• [Goal]: Count the lines in the records below that contain the word "green" and reply with that number alone.

• [Provided records]:
════════════════════
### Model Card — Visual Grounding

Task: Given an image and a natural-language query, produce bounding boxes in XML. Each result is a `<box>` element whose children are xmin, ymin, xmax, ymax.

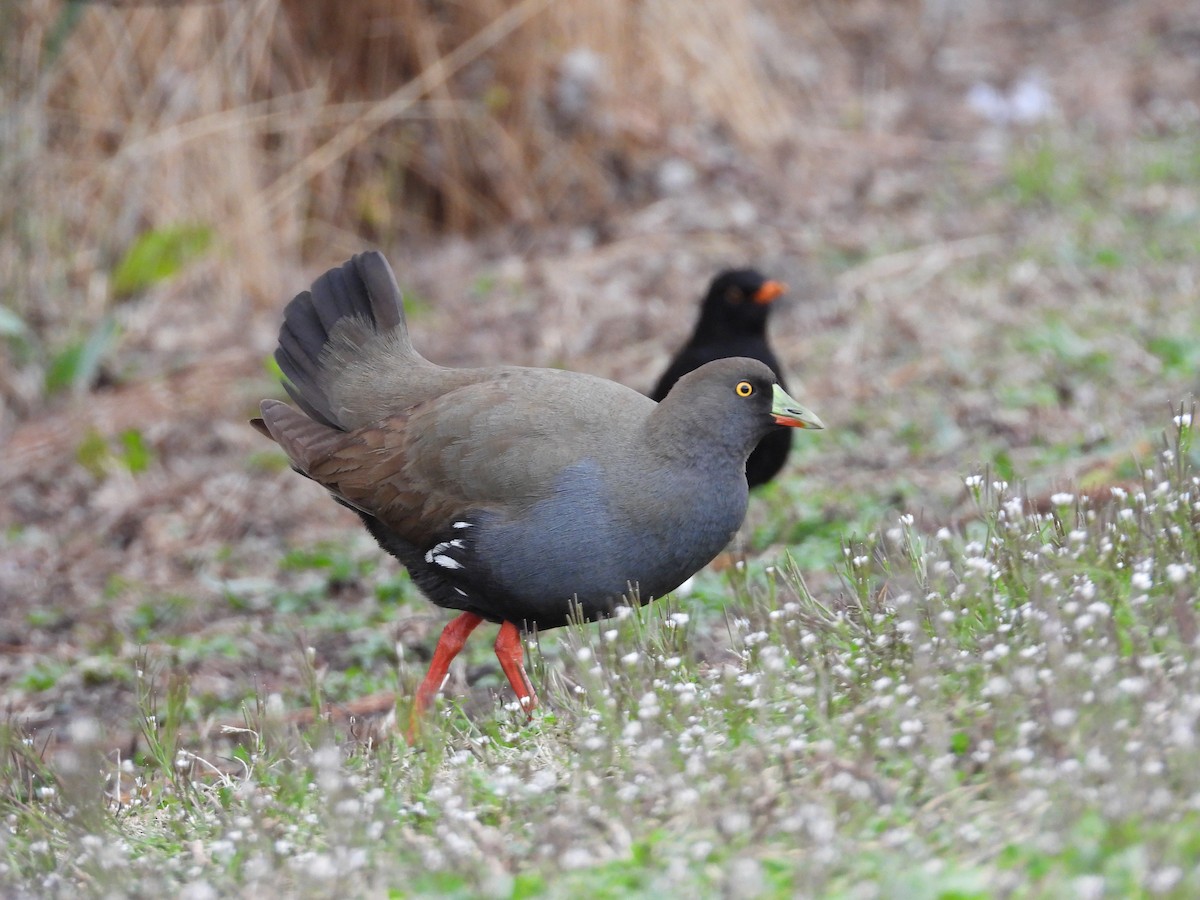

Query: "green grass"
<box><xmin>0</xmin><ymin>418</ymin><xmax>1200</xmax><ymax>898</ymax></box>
════════════════════
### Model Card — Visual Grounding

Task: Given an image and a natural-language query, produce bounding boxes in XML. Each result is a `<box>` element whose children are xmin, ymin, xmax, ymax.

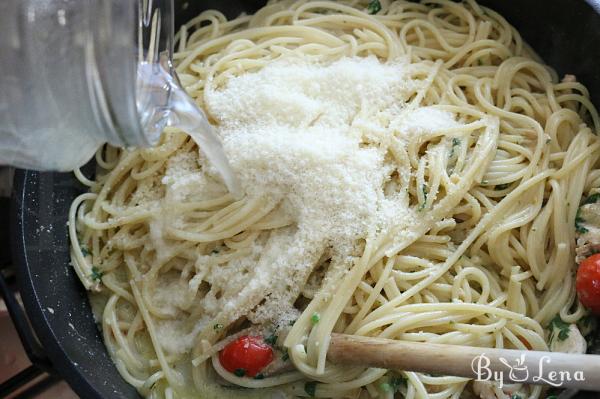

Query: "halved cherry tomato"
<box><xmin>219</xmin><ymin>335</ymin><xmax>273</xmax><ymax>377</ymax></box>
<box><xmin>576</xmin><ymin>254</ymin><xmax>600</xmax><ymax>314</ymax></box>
════════════════════
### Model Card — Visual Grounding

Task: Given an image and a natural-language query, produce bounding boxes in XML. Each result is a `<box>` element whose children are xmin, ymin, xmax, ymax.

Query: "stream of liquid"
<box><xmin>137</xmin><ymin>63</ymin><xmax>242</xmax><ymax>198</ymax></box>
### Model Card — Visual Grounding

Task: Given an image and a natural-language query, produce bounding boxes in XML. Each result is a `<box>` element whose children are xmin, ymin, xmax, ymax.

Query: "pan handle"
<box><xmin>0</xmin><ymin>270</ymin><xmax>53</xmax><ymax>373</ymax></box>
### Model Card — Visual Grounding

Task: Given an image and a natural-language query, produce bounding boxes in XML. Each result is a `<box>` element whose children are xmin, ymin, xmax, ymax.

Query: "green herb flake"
════════════════════
• [The response]: 2